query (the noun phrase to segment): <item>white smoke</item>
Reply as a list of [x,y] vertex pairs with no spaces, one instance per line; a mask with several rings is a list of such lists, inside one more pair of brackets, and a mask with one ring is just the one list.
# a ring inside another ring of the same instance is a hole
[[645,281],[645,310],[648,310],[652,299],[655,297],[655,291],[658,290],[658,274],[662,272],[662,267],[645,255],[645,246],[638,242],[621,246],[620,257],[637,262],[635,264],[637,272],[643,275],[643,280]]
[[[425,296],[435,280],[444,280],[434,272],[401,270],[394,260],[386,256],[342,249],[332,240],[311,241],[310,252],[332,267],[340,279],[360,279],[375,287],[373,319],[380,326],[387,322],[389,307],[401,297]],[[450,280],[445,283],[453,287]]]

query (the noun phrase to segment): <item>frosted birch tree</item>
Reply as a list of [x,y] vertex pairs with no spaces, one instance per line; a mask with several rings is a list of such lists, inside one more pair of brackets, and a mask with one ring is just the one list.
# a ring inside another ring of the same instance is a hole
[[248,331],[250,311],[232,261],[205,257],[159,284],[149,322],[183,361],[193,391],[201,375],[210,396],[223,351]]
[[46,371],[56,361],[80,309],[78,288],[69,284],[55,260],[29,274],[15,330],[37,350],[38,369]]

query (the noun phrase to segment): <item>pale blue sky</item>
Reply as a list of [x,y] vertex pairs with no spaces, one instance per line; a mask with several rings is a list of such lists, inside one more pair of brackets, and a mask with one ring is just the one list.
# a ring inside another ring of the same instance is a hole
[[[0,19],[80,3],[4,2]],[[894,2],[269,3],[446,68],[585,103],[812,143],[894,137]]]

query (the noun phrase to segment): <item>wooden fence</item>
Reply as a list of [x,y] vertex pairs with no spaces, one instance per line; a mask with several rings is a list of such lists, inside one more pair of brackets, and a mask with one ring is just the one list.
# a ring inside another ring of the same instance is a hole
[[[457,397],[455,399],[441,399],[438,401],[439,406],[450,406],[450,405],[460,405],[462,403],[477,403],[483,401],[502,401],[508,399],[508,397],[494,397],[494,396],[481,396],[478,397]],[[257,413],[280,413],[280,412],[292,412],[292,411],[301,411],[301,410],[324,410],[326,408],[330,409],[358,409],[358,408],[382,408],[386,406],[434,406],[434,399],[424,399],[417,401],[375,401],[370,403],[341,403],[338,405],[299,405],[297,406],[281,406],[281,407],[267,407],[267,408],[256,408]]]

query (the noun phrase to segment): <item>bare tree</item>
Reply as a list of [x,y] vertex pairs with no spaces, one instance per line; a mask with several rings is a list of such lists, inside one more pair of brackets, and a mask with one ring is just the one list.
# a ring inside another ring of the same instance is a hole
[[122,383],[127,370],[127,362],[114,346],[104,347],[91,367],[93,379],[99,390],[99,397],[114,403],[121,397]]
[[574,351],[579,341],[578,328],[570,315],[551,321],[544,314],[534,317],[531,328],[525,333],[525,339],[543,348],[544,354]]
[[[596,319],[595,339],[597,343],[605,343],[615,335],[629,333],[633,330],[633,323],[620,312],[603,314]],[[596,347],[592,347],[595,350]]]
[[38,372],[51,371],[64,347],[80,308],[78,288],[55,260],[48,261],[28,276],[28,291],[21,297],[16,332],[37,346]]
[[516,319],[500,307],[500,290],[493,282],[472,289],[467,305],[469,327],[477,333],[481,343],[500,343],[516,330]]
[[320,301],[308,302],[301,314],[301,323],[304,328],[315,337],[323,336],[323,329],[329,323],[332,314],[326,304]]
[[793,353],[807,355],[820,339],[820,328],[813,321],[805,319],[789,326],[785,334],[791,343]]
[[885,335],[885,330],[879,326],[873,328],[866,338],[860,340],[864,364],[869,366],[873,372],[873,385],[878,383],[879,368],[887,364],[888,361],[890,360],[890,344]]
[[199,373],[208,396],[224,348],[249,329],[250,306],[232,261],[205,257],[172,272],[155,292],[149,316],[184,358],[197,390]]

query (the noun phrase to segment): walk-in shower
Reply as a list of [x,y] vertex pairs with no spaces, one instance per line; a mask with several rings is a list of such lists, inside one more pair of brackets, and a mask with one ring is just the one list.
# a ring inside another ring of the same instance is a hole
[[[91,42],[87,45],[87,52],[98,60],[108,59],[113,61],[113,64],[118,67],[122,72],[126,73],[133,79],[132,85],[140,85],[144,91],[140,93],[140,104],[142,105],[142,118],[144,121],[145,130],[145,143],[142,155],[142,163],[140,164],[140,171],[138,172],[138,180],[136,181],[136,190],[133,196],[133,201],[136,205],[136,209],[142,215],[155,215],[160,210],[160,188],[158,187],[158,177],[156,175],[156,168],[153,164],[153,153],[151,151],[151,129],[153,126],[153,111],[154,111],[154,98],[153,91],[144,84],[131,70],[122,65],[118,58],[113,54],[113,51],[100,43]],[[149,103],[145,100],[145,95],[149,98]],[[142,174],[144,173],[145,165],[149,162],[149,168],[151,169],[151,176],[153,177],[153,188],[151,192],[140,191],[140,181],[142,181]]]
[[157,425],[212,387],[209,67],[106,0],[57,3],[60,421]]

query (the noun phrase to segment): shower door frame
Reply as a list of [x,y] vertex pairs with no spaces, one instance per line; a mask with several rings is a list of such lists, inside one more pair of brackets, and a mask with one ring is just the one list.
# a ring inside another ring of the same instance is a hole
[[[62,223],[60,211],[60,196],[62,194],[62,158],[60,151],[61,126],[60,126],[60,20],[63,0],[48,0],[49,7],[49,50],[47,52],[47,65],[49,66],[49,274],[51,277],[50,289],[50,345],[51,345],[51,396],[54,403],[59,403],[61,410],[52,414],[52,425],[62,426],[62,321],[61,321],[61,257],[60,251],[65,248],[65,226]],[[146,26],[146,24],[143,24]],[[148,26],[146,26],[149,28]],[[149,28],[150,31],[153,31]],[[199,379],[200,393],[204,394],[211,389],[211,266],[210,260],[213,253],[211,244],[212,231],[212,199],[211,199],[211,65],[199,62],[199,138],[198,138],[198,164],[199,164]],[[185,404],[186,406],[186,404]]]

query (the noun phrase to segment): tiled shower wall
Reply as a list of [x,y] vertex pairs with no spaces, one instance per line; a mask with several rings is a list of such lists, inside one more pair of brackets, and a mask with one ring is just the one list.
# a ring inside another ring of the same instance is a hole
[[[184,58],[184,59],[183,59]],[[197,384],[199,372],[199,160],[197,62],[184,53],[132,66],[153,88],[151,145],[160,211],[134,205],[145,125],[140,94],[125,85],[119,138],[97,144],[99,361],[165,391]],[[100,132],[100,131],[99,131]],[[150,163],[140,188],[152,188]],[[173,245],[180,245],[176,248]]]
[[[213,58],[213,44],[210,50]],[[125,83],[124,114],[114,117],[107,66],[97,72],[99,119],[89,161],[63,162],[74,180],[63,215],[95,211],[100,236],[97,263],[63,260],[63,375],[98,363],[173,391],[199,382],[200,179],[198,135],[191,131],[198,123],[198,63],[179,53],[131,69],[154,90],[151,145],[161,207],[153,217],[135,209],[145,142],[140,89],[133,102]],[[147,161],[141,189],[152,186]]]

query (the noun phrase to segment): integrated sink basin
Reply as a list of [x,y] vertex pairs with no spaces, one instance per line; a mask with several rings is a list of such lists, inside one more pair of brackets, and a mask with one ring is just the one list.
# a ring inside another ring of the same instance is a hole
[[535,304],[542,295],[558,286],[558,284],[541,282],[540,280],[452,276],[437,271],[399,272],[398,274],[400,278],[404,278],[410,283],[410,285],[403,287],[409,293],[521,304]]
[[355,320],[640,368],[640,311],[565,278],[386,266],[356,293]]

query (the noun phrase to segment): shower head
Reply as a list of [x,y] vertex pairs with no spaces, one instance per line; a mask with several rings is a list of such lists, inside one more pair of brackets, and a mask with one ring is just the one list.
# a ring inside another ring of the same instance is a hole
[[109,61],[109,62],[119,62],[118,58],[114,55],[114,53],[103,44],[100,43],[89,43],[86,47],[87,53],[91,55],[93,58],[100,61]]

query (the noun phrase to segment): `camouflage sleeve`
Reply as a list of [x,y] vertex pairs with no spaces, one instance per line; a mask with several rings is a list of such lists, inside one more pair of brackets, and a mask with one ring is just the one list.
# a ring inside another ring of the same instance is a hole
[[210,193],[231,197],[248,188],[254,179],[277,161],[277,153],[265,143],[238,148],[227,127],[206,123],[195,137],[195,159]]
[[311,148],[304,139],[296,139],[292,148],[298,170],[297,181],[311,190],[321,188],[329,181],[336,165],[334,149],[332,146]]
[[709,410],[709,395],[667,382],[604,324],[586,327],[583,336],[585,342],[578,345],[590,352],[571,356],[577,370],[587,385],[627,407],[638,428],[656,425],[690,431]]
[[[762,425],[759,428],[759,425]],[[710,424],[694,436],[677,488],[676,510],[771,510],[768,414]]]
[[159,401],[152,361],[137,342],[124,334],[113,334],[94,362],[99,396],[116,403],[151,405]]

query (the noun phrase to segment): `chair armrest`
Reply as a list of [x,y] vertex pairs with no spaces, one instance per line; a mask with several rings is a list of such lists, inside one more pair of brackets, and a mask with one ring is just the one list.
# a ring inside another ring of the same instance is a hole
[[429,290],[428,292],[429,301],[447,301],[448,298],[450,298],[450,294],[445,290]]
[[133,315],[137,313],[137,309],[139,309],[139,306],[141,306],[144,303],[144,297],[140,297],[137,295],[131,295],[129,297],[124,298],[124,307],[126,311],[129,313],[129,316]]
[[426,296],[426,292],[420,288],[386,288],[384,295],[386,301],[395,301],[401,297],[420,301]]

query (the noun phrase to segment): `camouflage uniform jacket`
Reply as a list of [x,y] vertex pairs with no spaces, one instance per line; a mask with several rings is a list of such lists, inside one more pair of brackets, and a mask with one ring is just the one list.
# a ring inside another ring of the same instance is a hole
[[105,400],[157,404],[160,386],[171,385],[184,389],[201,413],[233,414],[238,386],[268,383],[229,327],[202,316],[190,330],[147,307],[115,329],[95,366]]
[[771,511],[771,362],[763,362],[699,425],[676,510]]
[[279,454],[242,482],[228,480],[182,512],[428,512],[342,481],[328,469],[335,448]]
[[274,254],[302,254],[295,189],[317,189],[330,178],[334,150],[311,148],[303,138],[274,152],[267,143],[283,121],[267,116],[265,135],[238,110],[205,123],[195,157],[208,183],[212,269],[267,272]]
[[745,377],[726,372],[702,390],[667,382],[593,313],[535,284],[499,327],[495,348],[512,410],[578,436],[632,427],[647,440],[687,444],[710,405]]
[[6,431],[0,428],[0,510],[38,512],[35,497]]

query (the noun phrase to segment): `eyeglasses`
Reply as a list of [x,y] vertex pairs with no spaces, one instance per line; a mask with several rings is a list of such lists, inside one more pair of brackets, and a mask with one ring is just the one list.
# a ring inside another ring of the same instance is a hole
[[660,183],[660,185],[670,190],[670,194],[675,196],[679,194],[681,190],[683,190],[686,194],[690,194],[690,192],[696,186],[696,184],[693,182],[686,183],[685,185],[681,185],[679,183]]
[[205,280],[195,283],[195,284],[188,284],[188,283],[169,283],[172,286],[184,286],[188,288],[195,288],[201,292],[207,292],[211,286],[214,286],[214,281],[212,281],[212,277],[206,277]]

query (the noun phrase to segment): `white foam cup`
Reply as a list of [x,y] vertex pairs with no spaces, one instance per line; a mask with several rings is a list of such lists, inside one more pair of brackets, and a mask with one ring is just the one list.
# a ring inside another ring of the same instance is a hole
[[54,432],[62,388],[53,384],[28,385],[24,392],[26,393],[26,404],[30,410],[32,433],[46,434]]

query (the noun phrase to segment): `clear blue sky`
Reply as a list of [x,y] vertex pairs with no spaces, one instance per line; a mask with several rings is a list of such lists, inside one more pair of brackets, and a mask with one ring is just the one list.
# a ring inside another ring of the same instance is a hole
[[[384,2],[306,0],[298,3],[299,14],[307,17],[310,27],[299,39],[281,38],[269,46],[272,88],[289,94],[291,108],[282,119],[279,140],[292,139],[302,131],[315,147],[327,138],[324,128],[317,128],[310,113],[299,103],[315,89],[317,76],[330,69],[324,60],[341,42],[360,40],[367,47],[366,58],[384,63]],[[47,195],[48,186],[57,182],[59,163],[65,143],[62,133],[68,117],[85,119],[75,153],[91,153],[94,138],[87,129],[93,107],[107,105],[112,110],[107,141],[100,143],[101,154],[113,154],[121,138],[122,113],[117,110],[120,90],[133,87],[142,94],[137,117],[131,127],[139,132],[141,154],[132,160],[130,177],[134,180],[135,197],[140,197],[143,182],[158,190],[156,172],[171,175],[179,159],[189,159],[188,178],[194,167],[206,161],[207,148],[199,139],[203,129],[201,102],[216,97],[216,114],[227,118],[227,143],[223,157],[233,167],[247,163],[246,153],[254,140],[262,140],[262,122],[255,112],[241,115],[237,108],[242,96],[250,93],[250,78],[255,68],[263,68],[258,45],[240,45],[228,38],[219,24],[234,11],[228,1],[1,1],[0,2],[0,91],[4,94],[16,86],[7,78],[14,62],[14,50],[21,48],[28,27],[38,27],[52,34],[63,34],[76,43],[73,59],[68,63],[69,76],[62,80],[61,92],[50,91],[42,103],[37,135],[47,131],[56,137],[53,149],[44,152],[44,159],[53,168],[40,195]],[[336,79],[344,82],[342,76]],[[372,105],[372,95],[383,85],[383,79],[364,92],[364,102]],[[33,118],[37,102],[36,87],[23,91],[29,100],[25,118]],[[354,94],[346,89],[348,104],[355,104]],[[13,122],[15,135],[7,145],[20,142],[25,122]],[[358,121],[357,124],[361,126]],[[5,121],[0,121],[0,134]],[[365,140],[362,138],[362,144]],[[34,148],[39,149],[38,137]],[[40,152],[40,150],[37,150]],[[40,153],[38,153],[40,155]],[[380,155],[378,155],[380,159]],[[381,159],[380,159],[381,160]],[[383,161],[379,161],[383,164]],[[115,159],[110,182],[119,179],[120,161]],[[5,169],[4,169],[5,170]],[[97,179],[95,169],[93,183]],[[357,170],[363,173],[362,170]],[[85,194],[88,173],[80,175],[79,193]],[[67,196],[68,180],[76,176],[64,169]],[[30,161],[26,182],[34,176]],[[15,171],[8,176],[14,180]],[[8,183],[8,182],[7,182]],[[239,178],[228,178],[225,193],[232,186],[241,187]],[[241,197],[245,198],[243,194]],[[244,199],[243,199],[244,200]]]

□ □ □ □ □

*JOB*:
Pull out every line in the entries above that contains the word "blue" and list those lines.

*SOLUTION FOR THIS EXERCISE*:
query (the noun phrase to segment): <item>pale blue sky</item>
query (the noun phrase to segment): `clear blue sky`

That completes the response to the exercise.